**READING TEXT**
══════════
= Candidates of the 1976 New South Wales state election =

This is a list of candidates for the 1976 New South Wales state election. The election was held on 1 May 1976.

==Retiring Members==
Note: Steve Mauger MLA (Liberal, Monaro) resigned some months prior to the election; a by-election was scheduled for the seat, but was cancelled when the general election was called.

===Labor===
- Dan Mahoney MLA (Parramatta)

===Liberal===
- David Hunter MLA (Ashfield)

===Country===
- Geoff Crawford MLA (Barwon)

==Legislative Assembly==
Sitting members are shown in bold text. Successful candidates are highlighted in the relevant colour. Where there is possible confusion, an asterisk (*) is also used.
══════════
**THE TASKS**
1. Name every retiring member listed under a party heading on the election page.
2. On the election page, rewrite the part that opens with the words containing "This is a list" and closes with "Crawford MLA (Barwon)", changing "cancelled" to "called off".
3. Translate this sentence from the election page into Spanish: "The election was held on 1 May 1976."

**RAW DATA**
══════════
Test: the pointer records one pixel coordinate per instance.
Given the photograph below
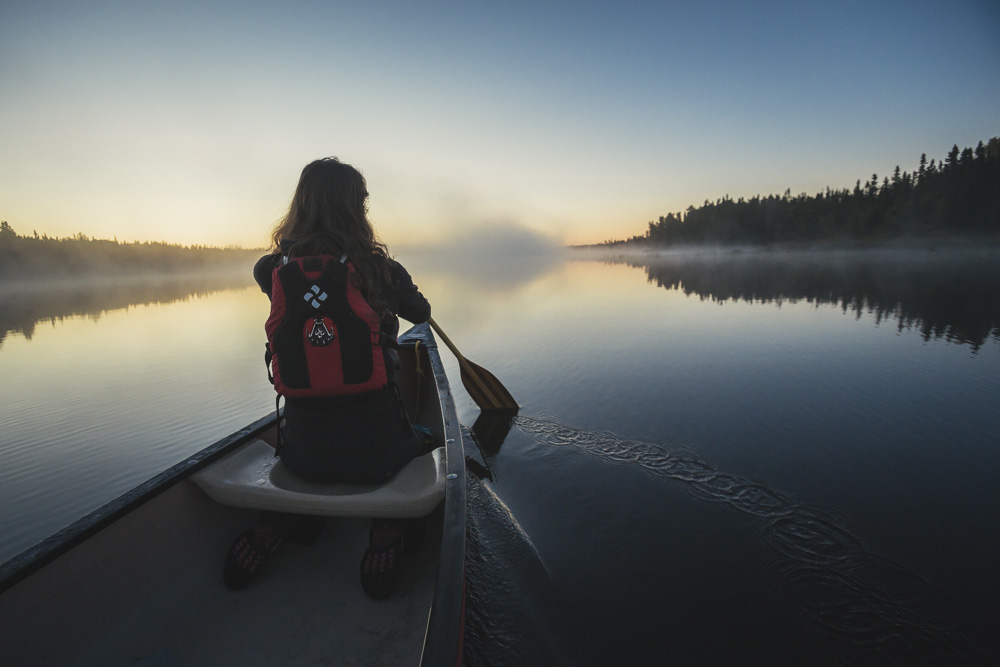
══════════
**RESPONSES TO THE EXERCISE**
1. Dan Mahoney, David Hunter, Geoff Crawford

2.
This is a list of candidates for the 1976 New South Wales state election. The election was held on 1 May 1976.

==Retiring Members==
Note: Steve Mauger MLA (Liberal, Monaro) resigned some months prior to the election; a by-election was scheduled for the seat, but was called off when the general election was called.

===Labor===
- Dan Mahoney MLA (Parramatta)

===Liberal===
- David Hunter MLA (Ashfield)

===Country===
- Geoff Crawford MLA (Barwon)

3. Las elecciones se celebraron el 1 de mayo de 1976.